▶ _Goal_:
Convert the data below into a Markdown table with two columns, Row and Text. Number each non-blank line in Row, put the line itself in Text, and leave out blank lines.

** begin Information shown **

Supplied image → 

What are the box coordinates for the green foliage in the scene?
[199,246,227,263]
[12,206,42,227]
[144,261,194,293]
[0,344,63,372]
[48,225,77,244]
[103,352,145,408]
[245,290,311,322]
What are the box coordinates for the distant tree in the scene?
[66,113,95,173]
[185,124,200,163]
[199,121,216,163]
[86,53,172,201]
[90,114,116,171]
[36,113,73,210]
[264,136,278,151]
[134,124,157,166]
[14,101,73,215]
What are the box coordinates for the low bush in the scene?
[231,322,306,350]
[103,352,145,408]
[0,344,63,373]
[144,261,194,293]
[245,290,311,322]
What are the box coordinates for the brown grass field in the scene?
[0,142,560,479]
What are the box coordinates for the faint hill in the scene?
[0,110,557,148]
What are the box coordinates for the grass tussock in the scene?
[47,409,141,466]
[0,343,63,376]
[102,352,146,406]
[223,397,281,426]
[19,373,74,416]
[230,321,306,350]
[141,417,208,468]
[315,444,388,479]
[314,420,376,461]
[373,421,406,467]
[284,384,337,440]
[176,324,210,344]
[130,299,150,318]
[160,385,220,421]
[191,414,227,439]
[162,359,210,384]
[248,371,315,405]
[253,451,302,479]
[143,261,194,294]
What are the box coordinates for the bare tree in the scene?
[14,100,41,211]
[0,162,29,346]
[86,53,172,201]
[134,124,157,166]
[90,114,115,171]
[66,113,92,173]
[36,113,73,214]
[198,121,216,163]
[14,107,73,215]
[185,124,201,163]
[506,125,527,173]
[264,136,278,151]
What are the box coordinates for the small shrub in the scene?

** end Information shown **

▶ _Full solution_:
| Row | Text |
|---|---|
| 1 | Supplied image →  |
| 2 | What are the box coordinates for the green foliage in the scene? |
| 3 | [199,246,227,263] |
| 4 | [12,206,42,227] |
| 5 | [144,261,194,293] |
| 6 | [0,344,63,372] |
| 7 | [48,225,77,244] |
| 8 | [103,352,145,408] |
| 9 | [245,290,311,322] |
| 10 | What are the box coordinates for the distant tree in the scene? |
| 11 | [66,113,95,173] |
| 12 | [185,124,200,163] |
| 13 | [199,121,216,163] |
| 14 | [86,53,172,201] |
| 15 | [90,114,116,171] |
| 16 | [36,113,73,210] |
| 17 | [264,136,278,151] |
| 18 | [134,124,157,166] |
| 19 | [14,101,73,215] |
| 20 | What are the box coordinates for the low bush in the scene? |
| 21 | [231,322,306,350] |
| 22 | [103,352,145,408] |
| 23 | [0,344,63,373] |
| 24 | [144,261,194,293] |
| 25 | [245,290,311,322] |
| 26 | What are the box coordinates for the brown grass field in the scene? |
| 27 | [0,142,560,479] |
| 28 | What are the box coordinates for the faint hill in the scene? |
| 29 | [0,110,557,148] |
| 30 | What are the box coordinates for the grass tussock in the scene? |
| 31 | [47,409,141,466] |
| 32 | [0,343,63,376] |
| 33 | [102,352,146,406] |
| 34 | [223,397,281,426] |
| 35 | [19,373,74,416] |
| 36 | [230,321,306,350] |
| 37 | [141,417,208,468] |
| 38 | [315,444,388,479] |
| 39 | [314,420,376,461] |
| 40 | [373,421,406,467] |
| 41 | [284,384,337,440] |
| 42 | [176,324,210,344] |
| 43 | [130,299,150,318] |
| 44 | [160,385,220,421] |
| 45 | [191,414,227,439] |
| 46 | [162,359,210,384] |
| 47 | [248,371,315,405] |
| 48 | [253,451,302,479] |
| 49 | [143,261,194,294] |
| 50 | What are the box coordinates for the bare tree in the scene? |
| 51 | [14,100,41,211] |
| 52 | [0,162,29,346] |
| 53 | [86,53,172,201] |
| 54 | [134,124,157,166] |
| 55 | [90,114,115,171] |
| 56 | [66,113,92,173] |
| 57 | [36,113,73,214] |
| 58 | [198,121,216,163] |
| 59 | [14,107,73,215] |
| 60 | [185,124,201,163] |
| 61 | [506,125,527,173] |
| 62 | [264,136,278,151] |
| 63 | What are the box coordinates for the small shrub in the scene? |